» **Sayfa alıntısı**:
________________
Abaküs Yazılım
17. Hukuk Dairesi
Esas No: 2015/18676
Karar No: 2016/7340
Karar Tarihi: 15.06.2016

Yargıtay 17. Hukuk Dairesi 2015/18676 Esas 2016/7340 Karar Sayılı İlamı

17. Hukuk Dairesi         2015/18676 E.  ,  2016/7340 K.

    "İçtihat Metni"

    MAHKEMESİ :Asliye Hukuk Mahkemesi

    Taraflar arasındaki tazminat davasının yapılan yargılaması sonunda; kararda yazılı nedenlerden dolayı davanın kısmen kabulüne dair verilen hükmün, süresi içinde davacılar vekili, davalı ...vekili ile davalı ...vekili tarafından temyiz edilmesi üzerine dosya incelendi, gereği düşünüldü:
    -K A R A R-
    Davacılar vekili, davalı ..."in sürücüsü ve ..."un işleteni olduğu, davalı ...ye ZMMS ile sigortalı araç ile davalı ..."in sürücüsü, ..."nin işleteni olduğu ve davalı ...ye ZMMS ile sigortalı aracın çarpışması ve ardından direksiyon hakimiyetni kaybeden ... idaresindeki aracın yaya kaldırımında bulunan davacı yayalar ...."ye çarpması sonucunda meydana gelen kazada davacıların yaralandığını, malül kaldıklarını, kazada her iki araç sürücüsünün de kusurlu olduklarını belirterek her bir davacı için ayrı ayrı 1.000,00 TL olmak üzere 2.000,00 TL tedavi masrafı, 2.000,00"er TL den 4.000,00 TL iş göremzlik - maddi tazminat ile ... için 5.000,00 TL, ... için 40.000,00 TL olmak üzere toplam 45.000,00 TL manevi tazminatın davalılardan müştereken ve müteselsilen tahsiline karar verilmesini talep ve dava etmiş, yargılama sırasında iş görememezlik tazminatı ile ilgili maddi tazminat talebini ... için 40.477,27 TL, ... için 292.673,71 TL, ... için tedavi giderleri talebini 49.420,85 TL olarak ıslah etmiştir.
    Davalı.... vekili, davacı tarafın müvekkili şirkete sigortalı araç sürücüsünün kusurlu olduğunu ispat etmesi gerektiğini, aksi halde araç sürücüsünün kusuru oranında sorumlu olan müvekkili şirket yönünden davanın reddi gerektiğini savunmuştur.
    Davalı ... ... vekili; davacı tarafın müvekkili şirkete sigortalı araç sürücüsünün kusurlu olduğunu ispat etmesi gerektiğini, aksi halde araç sürücüsünün kusuru oranında sorumlu olan müvekkili şirket yönünden davanın reddi gerektiğini savunmuştur.
    Davalı ..., dava konusu aracı kazadan önce ...."e sattığını, husumetin bu kişiye yöneltilmesi gerektiğini, talep edilen tazminat miktarının fahiş olduğunu, davayı kabul etmediğini belirterek reddini savunmuştur.
________________
» **Verilen liste**:
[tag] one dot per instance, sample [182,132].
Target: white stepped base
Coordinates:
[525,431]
________________
» **Yapılacak görevler**:
1. Yargıtay kararında karar tarihi olarak hangi gün gösteriliyor?
2. Lütfen Yargıtay kararında "Davalı ..., dava" sözleriyle başlayıp "belirterek reddini savunmuştur." sözlerine kadar süren kısmı birebir yeniden yazın.

» **Tam cevaplar**:
1. Karar tarihi 15.06.2016'dır.

2.
Davalı ..., dava konusu aracı kazadan önce ...."e sattığını, husumetin bu kişiye yöneltilmesi gerektiğini, talep edilen tazminat miktarının fahiş olduğunu, davayı kabul etmediğini belirterek reddini savunmuştur.